►
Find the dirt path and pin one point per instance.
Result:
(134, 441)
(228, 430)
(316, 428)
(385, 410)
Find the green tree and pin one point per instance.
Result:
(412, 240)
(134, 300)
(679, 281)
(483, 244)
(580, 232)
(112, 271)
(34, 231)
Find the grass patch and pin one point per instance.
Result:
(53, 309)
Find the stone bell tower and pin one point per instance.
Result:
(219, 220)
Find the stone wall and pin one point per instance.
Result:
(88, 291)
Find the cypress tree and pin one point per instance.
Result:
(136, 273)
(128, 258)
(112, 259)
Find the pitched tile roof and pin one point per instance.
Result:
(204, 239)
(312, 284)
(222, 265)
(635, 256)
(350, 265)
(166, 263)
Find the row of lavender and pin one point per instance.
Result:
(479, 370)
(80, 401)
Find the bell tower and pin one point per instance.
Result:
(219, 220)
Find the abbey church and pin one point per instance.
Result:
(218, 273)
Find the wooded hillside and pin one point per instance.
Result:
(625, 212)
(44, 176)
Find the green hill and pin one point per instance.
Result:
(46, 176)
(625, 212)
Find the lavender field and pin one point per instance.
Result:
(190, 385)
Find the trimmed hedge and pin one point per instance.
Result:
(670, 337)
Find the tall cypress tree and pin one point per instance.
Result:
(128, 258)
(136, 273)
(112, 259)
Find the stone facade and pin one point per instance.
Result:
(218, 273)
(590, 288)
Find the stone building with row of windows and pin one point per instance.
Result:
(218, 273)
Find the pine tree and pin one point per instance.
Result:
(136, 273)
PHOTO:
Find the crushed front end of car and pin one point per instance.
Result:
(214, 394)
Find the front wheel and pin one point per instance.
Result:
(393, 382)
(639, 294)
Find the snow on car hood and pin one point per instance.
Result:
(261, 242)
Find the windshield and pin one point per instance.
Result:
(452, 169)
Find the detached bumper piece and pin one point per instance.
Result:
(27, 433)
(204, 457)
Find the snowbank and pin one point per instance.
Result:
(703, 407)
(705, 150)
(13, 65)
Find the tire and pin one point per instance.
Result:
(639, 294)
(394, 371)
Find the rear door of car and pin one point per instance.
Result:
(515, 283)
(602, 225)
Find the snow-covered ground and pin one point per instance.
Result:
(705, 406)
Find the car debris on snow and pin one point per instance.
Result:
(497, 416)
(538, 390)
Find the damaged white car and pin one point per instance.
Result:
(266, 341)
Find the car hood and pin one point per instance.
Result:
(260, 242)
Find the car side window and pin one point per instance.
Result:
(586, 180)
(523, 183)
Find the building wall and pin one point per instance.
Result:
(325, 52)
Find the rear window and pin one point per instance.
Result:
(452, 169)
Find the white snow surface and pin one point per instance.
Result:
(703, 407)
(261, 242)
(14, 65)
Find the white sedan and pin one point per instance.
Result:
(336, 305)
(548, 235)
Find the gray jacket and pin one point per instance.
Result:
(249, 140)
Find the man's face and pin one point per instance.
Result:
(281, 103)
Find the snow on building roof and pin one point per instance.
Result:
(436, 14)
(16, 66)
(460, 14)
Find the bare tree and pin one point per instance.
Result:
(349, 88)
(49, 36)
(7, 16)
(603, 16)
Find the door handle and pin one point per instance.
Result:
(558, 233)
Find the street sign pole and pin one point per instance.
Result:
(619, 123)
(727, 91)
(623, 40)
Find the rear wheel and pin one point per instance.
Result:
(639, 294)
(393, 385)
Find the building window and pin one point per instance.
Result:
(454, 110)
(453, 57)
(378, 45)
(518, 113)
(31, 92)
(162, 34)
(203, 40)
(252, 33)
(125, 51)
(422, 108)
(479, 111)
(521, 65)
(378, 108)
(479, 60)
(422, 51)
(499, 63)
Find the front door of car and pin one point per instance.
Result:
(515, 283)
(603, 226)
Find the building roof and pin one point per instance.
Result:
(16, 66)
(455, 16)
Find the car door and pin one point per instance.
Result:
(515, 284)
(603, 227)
◄
Given problem: Look above for the line containing "Find the car side", then transcribe it and all lines after it through the last, exactly and with nothing else.

Completed exercise:
Find the car side window and pin one point per instance.
Result:
(586, 180)
(523, 183)
Find the building wall and pin one point per instance.
Result:
(325, 52)
Find the rear window and pin one point per instance.
Result:
(452, 169)
Find the white snow surface and pin one point per instance.
Result:
(703, 407)
(261, 242)
(14, 65)
Find the white sedan and pin one point per instance.
Result:
(336, 305)
(548, 235)
Find the gray jacket and pin one point per instance.
Result:
(249, 140)
Find the man's face and pin one point per instance.
Result:
(281, 103)
Find the snow on building roof and pin one point per instance.
Result:
(436, 14)
(16, 66)
(460, 14)
Find the bare tree and pin one point per instance.
Result:
(349, 88)
(49, 36)
(7, 16)
(603, 16)
Find the door handle and pin one point per instance.
Result:
(558, 233)
Find the street sign pole and pin one point per instance.
Result:
(619, 123)
(727, 91)
(623, 40)
Find the rear wheel and pin one point per instance.
Result:
(639, 294)
(393, 385)
Find the building window and pin one point per instance.
Result:
(454, 110)
(453, 57)
(378, 45)
(518, 113)
(31, 92)
(162, 34)
(203, 40)
(252, 33)
(125, 51)
(422, 108)
(479, 111)
(521, 65)
(378, 108)
(479, 60)
(422, 51)
(499, 63)
Find the front door of car and pin one point per instance.
Result:
(515, 283)
(603, 226)
Find the building roof and pin one point per instance.
Result:
(16, 66)
(455, 16)
Find the car door and pin one point per instance.
Result:
(515, 284)
(603, 227)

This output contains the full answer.